■ Description of the task ■
The entries below should be repeated exactly, with no pictures carried over.

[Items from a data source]
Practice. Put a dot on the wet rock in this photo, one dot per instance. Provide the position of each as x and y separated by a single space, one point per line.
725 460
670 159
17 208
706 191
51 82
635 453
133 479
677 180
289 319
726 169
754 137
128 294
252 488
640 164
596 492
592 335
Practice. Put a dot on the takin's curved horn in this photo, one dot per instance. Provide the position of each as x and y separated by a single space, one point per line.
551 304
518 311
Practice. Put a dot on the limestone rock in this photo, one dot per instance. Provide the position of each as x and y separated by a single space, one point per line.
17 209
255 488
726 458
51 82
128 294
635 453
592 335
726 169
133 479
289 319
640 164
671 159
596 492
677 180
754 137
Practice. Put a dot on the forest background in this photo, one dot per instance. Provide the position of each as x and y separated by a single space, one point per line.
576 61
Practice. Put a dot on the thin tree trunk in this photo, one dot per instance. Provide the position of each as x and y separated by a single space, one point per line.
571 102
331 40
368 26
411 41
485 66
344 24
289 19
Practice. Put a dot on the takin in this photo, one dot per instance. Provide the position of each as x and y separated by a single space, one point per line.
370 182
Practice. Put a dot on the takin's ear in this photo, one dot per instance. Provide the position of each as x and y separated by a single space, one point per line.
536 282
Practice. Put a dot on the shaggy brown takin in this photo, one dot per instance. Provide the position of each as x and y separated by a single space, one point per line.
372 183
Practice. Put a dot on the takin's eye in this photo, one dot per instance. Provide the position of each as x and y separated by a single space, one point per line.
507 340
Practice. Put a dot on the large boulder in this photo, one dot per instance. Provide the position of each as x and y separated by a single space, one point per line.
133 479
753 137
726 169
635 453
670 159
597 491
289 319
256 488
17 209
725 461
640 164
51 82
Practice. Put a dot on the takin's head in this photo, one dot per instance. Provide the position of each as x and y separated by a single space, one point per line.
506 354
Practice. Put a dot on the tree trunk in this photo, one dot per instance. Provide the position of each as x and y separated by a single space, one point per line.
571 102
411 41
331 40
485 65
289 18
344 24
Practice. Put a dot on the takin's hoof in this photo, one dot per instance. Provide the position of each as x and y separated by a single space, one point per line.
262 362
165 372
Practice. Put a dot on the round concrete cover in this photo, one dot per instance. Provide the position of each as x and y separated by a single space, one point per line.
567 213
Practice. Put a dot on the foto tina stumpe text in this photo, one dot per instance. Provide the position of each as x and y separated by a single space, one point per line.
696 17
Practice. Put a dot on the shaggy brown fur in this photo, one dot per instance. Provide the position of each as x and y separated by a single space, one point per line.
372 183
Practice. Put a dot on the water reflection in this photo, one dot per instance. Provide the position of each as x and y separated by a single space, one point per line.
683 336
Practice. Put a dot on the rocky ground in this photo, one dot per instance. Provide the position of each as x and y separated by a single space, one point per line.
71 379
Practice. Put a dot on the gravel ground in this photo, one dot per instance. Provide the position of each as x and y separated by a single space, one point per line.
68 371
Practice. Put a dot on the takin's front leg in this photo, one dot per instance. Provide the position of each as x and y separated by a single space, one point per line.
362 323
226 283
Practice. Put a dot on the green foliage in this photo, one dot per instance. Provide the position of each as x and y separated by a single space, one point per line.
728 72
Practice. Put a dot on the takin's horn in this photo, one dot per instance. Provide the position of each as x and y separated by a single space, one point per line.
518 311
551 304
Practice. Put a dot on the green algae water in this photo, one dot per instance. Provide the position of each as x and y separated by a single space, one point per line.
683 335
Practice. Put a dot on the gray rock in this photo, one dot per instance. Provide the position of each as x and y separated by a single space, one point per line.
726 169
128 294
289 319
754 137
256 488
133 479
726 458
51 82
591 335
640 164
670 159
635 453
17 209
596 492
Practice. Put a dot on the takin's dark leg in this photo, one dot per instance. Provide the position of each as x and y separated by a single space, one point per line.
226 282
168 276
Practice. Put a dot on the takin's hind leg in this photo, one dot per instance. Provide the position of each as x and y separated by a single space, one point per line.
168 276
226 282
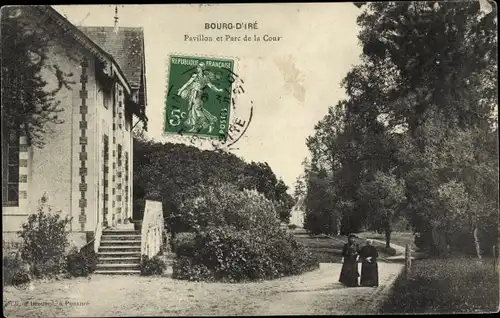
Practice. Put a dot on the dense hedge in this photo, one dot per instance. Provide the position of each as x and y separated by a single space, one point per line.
237 237
224 253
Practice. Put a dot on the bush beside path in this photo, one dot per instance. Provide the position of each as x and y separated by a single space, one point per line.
316 292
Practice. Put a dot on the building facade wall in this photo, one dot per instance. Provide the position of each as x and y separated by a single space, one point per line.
54 169
114 170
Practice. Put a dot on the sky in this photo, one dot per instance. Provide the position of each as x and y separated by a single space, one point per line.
290 83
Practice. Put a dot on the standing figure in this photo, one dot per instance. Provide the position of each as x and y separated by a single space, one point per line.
369 267
192 91
349 273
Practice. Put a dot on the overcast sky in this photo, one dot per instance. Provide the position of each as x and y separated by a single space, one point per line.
290 83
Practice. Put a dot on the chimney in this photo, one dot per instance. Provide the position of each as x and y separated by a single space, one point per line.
116 19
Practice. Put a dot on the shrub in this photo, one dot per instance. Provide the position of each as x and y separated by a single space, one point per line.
227 205
389 251
81 262
45 240
228 254
237 237
183 244
152 266
460 285
14 270
185 268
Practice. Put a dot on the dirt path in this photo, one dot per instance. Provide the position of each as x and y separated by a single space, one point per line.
316 292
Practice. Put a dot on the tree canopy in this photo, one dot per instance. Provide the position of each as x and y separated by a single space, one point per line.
417 134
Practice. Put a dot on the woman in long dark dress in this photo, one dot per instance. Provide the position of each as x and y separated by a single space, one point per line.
349 273
369 266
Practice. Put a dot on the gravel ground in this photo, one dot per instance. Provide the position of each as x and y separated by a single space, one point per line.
316 292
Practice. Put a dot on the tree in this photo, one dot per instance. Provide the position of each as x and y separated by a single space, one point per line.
383 196
320 214
27 103
419 108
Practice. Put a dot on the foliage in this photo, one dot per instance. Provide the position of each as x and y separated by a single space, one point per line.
81 262
236 236
174 173
152 266
321 215
226 205
383 195
445 286
27 102
183 243
14 270
423 115
45 239
228 254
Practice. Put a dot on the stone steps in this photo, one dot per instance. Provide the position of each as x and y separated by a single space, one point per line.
119 252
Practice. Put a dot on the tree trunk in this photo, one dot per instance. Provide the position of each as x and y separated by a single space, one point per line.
388 231
476 242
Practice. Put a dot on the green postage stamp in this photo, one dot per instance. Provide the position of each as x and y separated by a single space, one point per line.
199 97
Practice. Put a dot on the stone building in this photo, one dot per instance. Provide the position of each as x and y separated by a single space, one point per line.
85 167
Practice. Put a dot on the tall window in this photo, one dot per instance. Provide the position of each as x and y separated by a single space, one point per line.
10 168
105 177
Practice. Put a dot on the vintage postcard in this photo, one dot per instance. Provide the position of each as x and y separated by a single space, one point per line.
250 159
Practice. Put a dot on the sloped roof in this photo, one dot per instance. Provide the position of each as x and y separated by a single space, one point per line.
81 38
126 46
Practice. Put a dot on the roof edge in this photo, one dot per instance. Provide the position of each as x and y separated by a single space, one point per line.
85 41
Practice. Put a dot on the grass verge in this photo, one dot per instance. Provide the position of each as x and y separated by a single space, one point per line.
452 285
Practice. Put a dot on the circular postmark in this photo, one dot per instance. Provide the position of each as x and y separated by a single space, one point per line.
205 101
20 280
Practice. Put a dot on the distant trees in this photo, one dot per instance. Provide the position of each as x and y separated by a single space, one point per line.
416 136
28 104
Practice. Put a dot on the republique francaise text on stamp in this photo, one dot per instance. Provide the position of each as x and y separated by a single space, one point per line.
199 97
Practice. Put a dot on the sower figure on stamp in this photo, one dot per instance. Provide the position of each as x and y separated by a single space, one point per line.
197 116
369 266
349 273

■ Exercise solution ■
Practice. Put a dot on the wet rock in this photo, one dot per instance. Provide the position of each as x and y separated by a single space, one point per line.
725 460
670 159
17 208
706 191
51 82
635 453
133 479
677 180
289 319
726 169
754 137
128 294
252 488
640 164
596 492
592 335
Practice. Put a dot on the takin's curved horn in this photo, one dot per instance. Provide the position of each as x and y separated by a single space, one point per line.
551 304
518 311
Practice. Put a dot on the limestone rock in this photo, one dot per instance. Provide the position of each as x and y separated by a single space, one point per line.
17 209
255 488
726 458
51 82
128 294
635 453
592 335
726 169
133 479
289 319
640 164
671 159
596 492
677 180
754 137
Practice. Put a dot on the forest background in this photo, one dot per instance. Provide the position of each as x and y separated by a single space, one point per line.
576 61
Practice. Put a dot on the thin tree trunk in this photo, one dot per instance. Provide the position of each as x and y separated by a single space, one point per line.
571 102
331 40
368 26
411 41
485 66
344 24
289 19
Practice. Put a dot on the takin in this photo, one dot per instance. Provide the position of each as x and y separated by a single space, one point per line.
370 182
Practice. Put a dot on the takin's ear in this photo, one dot per instance. Provide the position of each as x and y separated by a single space, one point per line.
536 282
Practice. Put a dot on the shaggy brown takin in this photo, one dot per instance. Provide the position of each as x and y separated by a single space, one point per line.
372 183
Practice. Put a dot on the takin's eye in this photo, one dot per instance. Provide the position of each as x and y separated by a single space, one point per line.
507 340
Practice. Put a dot on the large boulder in this photo, one dot per instance. Provide the position of each as x and y separated by a single space, one point per line.
133 479
753 137
726 169
635 453
670 159
597 491
289 319
256 488
17 209
725 461
640 164
51 82
Practice. Put a dot on the takin's head in this photo, one dot per instance. Provide the position of each as x and y separated by a single space, one point per line.
506 354
Practice. Put a dot on the tree trunk in this photo, one dot per instance. Provide the position of each as x and y separated by a single space, one point per line.
571 102
411 41
331 40
485 65
289 18
344 24
Practice. Put a dot on the takin's hoof in this photo, one dot per instance. Provide the position of each as x and y separated by a single space, one point per line.
262 362
165 372
Practice. Put a dot on the round concrete cover in this photo, one dot per instance. Provide the position of each as x and y separated by a single space, one point per line.
567 213
Practice. Put a dot on the foto tina stumpe text in this photo, one dot per instance. Provide the position of each as x and y separated by a single space, one point per line.
696 17
Practice. Put a dot on the shaggy brown fur in this photo, one dot per instance. Provide the position of each as x and y separated by a single space, one point per line.
372 183
Practice. Put a dot on the water reflection in this photo, one dot per instance. Provide the position of each as x and y separated by a single space, one point per line.
683 336
Practice. Put a dot on the rocky ground in this photo, one dot per instance. Provide the position of each as x and y separated by a single space, one point per line.
71 379
Practice. Put a dot on the gravel ground in this photo, one dot per instance. Provide the position of each as x and y separated by a single space, one point per line.
68 371
Practice. Put a dot on the takin's front leg in this photo, one dot per instance. Provide the position of each as x and y separated by a single space, one point per line.
362 323
226 283
Practice. Put a dot on the green foliage in this photo, one dot per instance. Provide the position of each as x and y separated by a single space, one point per line.
728 72
Practice. Put a dot on the takin's horn in this photo, one dot per instance. Provide the position of each as x and y separated by a single space, one point per line.
518 311
551 304
Practice. Put a dot on the green algae water in this photo, one dot per instance. Provide the position of each as x and y separated by a single space, one point per line.
683 335
Practice. Put a dot on the gray rock in this photo, one dot per instance. Provide the position of each as x and y separated by a single space, one point per line.
726 169
128 294
289 319
754 137
256 488
133 479
726 458
51 82
591 335
640 164
670 159
635 453
17 209
596 492
Practice. Put a dot on the takin's dark leg in this photo, one dot per instance. Provide the position of each as x and y separated by a single space, one point per line.
226 282
168 276
Practice. Put a dot on the takin's hind leg in this photo, one dot per instance. Provide the position of each as x and y separated by a single space, one point per line.
168 276
226 282
Practice. Put a dot on the dense hedge in this photo, one dot per instance. Provide the position of each as x and y separated by a single space, one point per line.
237 237
224 253
Practice. Put a dot on the bush beside path in this photo, one dot per instance. Provide the position of each as x and y separated by a single space, one point per line.
316 292
Practice. Put a dot on the building facade wall in this photo, one dot per instance. Provide the position of each as x and y separated by a single space, one point per line.
54 169
114 170
Practice. Put a dot on the sky in this photo, one dot per instance. Provide the position of each as x and y separated by a single space, one point per line.
290 83
Practice. Put a dot on the standing figure in this photo, one dot per instance. Provide the position of each as x and y separated by a single space, one point per line.
369 267
192 91
349 273
Practice. Put a dot on the overcast sky in this photo, one dot per instance. Provide the position of each as x and y separated by a single space, one point per line.
290 83
Practice. Put a dot on the chimney in this photo, one dot per instance. Provide the position of each as x and y separated by a single space, one point per line.
116 19
Practice. Put a dot on the shrub in this photo, one dot per instance. Provide the position of each as x and y separated by a single space, one point per line.
227 205
389 251
81 262
45 240
228 254
237 237
183 244
152 266
460 285
14 270
185 268
Practice. Put a dot on the dirt path in this photo, one dot per instance. Provide the position of each as x and y separated by a single space, one point per line.
316 292
Practice. Put a dot on the tree canopy in this photo, one dot per instance. Provide the position of each as x and y separated by a single space, one point per line.
417 134
Practice. Put a dot on the woman in long dark dress in this photo, one dot per instance. Provide the position of each as x and y separated by a single space, one point per line.
349 273
369 266
Practice. Put a dot on the gravel ground in this photo, one dot per instance. Provide the position of each as x and y separated by a single space, one point per line.
316 292
Practice. Put a dot on the tree in this photo, one dot per instance. Provide the position of each as x and y separated by a single space, one point per line.
383 196
320 214
27 103
419 108
Practice. Put a dot on the foliage in this photo, one dot per instance. Provide the position of each as x and y separated by a single space, one point per line.
81 262
236 236
174 173
152 266
321 215
226 205
383 195
445 286
27 102
183 243
14 270
423 115
45 239
228 254
Practice. Put a dot on the stone steps in this photo, one dot per instance. Provide the position of each as x and y separated by a single space, one point per line.
119 252
Practice. Put a dot on the tree trunk in this photo, one dot per instance. Provide the position of each as x and y separated by a single space, one point per line.
388 231
476 242
Practice. Put a dot on the green postage stamp in this photo, one dot per instance. Provide the position of each as x and y separated by a single space, one point per line.
199 97
Practice. Put a dot on the stone building in this photo, one dot per instance. Provide the position of each as x and y separated by a single space, one point per line.
85 167
Practice. Put a dot on the tall window in this photo, one dot per instance. Provide the position of each as x and y separated by a single space, one point per line.
10 168
105 177
Practice. Put a dot on the vintage postcard in this photo, one dot per instance. Provide the position of each as x and y separated by a single space, one point per line.
250 159
Practice. Put a dot on the sloped roof in this photo, one dot per instance. Provide the position of each as x and y separated by a single space, one point per line.
81 38
126 46
Practice. Put a dot on the roof edge in this photo, one dot per instance. Provide the position of each as x and y separated by a single space, one point per line.
85 41
Practice. Put a dot on the grass verge in this photo, one dot per instance. Provide the position of each as x and y separated by a single space, one point per line.
452 285
Practice. Put a dot on the circular postmark in this photo, one dot per instance. Provide the position of each as x and y separated by a single space, one point per line.
205 101
20 280
Practice. Put a dot on the distant trees in this photo, one dot per instance. Provide the position of each as x and y separated by a single space, one point per line.
416 136
28 104
Practice. Put a dot on the republique francaise text on stamp in this photo, one dot per instance. Provide the position of each as x and y separated by a single space, one point per line.
199 97
Practice. Put a dot on the sower figure on stamp in this photo, one dot per instance. Provide the position of each as x and y separated by a single space, one point per line.
197 116
369 266
349 273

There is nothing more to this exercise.